§ Work instructions: Repeat every record exactly.

§ Source records:
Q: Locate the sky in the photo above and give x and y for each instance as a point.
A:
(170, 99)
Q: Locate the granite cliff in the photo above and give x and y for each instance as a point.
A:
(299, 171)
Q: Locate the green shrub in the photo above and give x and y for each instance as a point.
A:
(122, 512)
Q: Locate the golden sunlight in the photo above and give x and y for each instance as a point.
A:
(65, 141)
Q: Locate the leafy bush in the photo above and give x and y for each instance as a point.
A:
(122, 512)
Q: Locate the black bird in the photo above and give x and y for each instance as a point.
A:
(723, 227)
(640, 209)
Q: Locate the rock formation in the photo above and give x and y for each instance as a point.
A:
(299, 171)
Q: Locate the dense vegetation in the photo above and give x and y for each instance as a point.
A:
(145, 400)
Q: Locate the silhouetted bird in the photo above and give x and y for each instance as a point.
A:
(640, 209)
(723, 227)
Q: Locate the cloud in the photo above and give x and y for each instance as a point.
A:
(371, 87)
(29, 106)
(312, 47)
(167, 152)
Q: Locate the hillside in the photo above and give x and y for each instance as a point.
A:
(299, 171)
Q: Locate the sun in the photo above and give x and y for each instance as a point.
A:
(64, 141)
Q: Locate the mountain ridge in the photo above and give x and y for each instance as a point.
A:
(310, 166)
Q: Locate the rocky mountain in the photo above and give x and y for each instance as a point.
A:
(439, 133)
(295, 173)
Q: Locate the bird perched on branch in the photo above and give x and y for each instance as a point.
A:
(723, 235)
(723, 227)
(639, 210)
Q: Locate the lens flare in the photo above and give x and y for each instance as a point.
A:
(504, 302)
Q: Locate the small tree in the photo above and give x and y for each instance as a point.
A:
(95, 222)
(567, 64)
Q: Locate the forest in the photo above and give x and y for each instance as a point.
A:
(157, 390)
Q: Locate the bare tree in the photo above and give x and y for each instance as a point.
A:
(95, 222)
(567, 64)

§ Reply:
Q: Locate the sky in the photo above and give x and y for each instance as a point.
A:
(170, 99)
Q: Locate the granite cliff in the photo above and give x and y for each instance as a point.
A:
(299, 171)
Q: Locate the green shrub in the photo above and give x and y for each instance as a point.
A:
(122, 512)
Q: Locate the golden sunlight in the photo above and give x and y for each instance as a point.
A:
(65, 141)
Q: Locate the leafy bush in the photo above and give x and y for each instance as a point.
A:
(122, 512)
Q: Locate the black bird in the photo above and give x and y for each instance as a point.
A:
(723, 227)
(640, 209)
Q: Locate the rock formation in the photo above and give x and y for each instance as a point.
A:
(299, 171)
Q: Locate the dense vegetation in the photo above and give x and y for each instance as a point.
A:
(145, 400)
Q: Locate the silhouetted bird in the photo above and give x and y for each instance as a point.
A:
(640, 209)
(723, 227)
Q: Locate the cloud in the photo above and give x and y for each instance as a point.
A:
(371, 87)
(29, 106)
(312, 47)
(167, 152)
Q: Locate the hillside in the photo above and give x and y for each instance as a point.
A:
(299, 171)
Q: Locate the sun in the photo above and give x and y for each instance as a point.
A:
(64, 141)
Q: Locate the mountain ridge in the photo above and give x and y for each instance as a point.
A:
(310, 166)
Q: Locate the rocky mountain in the photo above and give x and y for each instance as a point.
A:
(439, 133)
(295, 173)
Q: Locate the bird perched on branch in the photo above and give x and y for each instance as a point.
A:
(723, 235)
(723, 227)
(639, 210)
Q: Locate the lens flare in the photo above and give x and y for each instance as a point.
A:
(504, 302)
Q: Locate the small tree in the photo above and give x and y for each instance as a point.
A:
(95, 222)
(567, 64)
Q: Locate the forest in the photo above and give x and y for each instance as a point.
A:
(157, 390)
Q: Locate the bare tree in the photo above and give x and y for each instance as a point.
A:
(95, 222)
(567, 64)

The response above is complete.